PROVIDED RECORDS ▸

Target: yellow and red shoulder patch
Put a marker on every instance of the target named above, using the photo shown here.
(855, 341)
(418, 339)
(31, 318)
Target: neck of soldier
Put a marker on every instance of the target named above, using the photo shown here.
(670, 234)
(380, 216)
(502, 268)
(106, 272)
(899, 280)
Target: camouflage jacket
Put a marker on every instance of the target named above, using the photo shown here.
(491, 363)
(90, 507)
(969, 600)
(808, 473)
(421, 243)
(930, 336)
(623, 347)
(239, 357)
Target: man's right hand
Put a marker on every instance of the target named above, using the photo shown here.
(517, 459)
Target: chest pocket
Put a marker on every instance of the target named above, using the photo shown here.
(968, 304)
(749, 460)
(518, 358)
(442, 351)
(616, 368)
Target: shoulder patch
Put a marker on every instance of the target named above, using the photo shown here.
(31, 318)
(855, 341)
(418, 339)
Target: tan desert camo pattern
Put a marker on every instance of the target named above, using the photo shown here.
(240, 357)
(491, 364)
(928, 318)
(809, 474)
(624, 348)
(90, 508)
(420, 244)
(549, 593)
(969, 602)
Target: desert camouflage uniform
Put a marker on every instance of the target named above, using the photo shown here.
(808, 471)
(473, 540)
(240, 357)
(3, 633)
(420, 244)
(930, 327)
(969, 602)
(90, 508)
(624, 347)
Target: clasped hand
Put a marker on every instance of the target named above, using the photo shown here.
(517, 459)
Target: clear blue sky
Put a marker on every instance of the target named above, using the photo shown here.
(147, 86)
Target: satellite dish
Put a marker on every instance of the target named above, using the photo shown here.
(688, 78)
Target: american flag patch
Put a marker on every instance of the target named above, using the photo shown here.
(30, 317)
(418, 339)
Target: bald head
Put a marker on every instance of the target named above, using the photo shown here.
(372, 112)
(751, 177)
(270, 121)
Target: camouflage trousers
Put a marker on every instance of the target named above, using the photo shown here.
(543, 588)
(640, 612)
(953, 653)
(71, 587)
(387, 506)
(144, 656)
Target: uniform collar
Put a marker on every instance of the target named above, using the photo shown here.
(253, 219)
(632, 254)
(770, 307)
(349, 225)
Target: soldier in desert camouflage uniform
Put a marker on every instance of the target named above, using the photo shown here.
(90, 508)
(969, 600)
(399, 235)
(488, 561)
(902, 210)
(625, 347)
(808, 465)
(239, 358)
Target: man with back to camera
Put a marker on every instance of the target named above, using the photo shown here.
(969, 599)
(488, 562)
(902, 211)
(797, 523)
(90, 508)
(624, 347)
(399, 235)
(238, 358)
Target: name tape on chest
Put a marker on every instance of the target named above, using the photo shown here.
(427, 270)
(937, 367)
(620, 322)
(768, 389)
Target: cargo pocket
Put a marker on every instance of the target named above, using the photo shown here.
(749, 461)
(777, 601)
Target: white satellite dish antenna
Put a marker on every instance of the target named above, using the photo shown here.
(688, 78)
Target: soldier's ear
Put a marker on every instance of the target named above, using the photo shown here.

WORK TO DO ▸ Could you rewrite every line in the stretch from the line containing "Target: uniform collar" through the end of the entries, requests included, adding 59 to each coordinate value in the answers?

EXERCISE SOLUTION ▸
Target: uniform collar
Put a marker on every instance of the target named above, using the photo shown here.
(312, 278)
(691, 313)
(829, 366)
(408, 284)
Target: soldier in desert camouflage uniform
Put a marker on every instance of the target named above, using the photo shown here.
(149, 567)
(1028, 659)
(458, 294)
(547, 620)
(961, 269)
(684, 406)
(867, 524)
(298, 417)
Target: man with back to camera
Put a marker on every instance of the target named above, using the photo shown here.
(1028, 658)
(547, 621)
(961, 270)
(856, 582)
(149, 567)
(683, 406)
(458, 294)
(297, 417)
Target: name tape on chest
Put a marker on every instance of the target named above, using the photo shown here.
(486, 329)
(996, 426)
(679, 381)
(827, 448)
Target: cargo pocket
Put a marker on every instance of the target named above, using the photo shown here.
(808, 520)
(836, 660)
Target: white satellite dish antenna
Put a marker on every instance of the target named above, using the photo shown here.
(747, 137)
Target: soldier's ear
Put a marker on every instance of the target named above, using the photo shown here.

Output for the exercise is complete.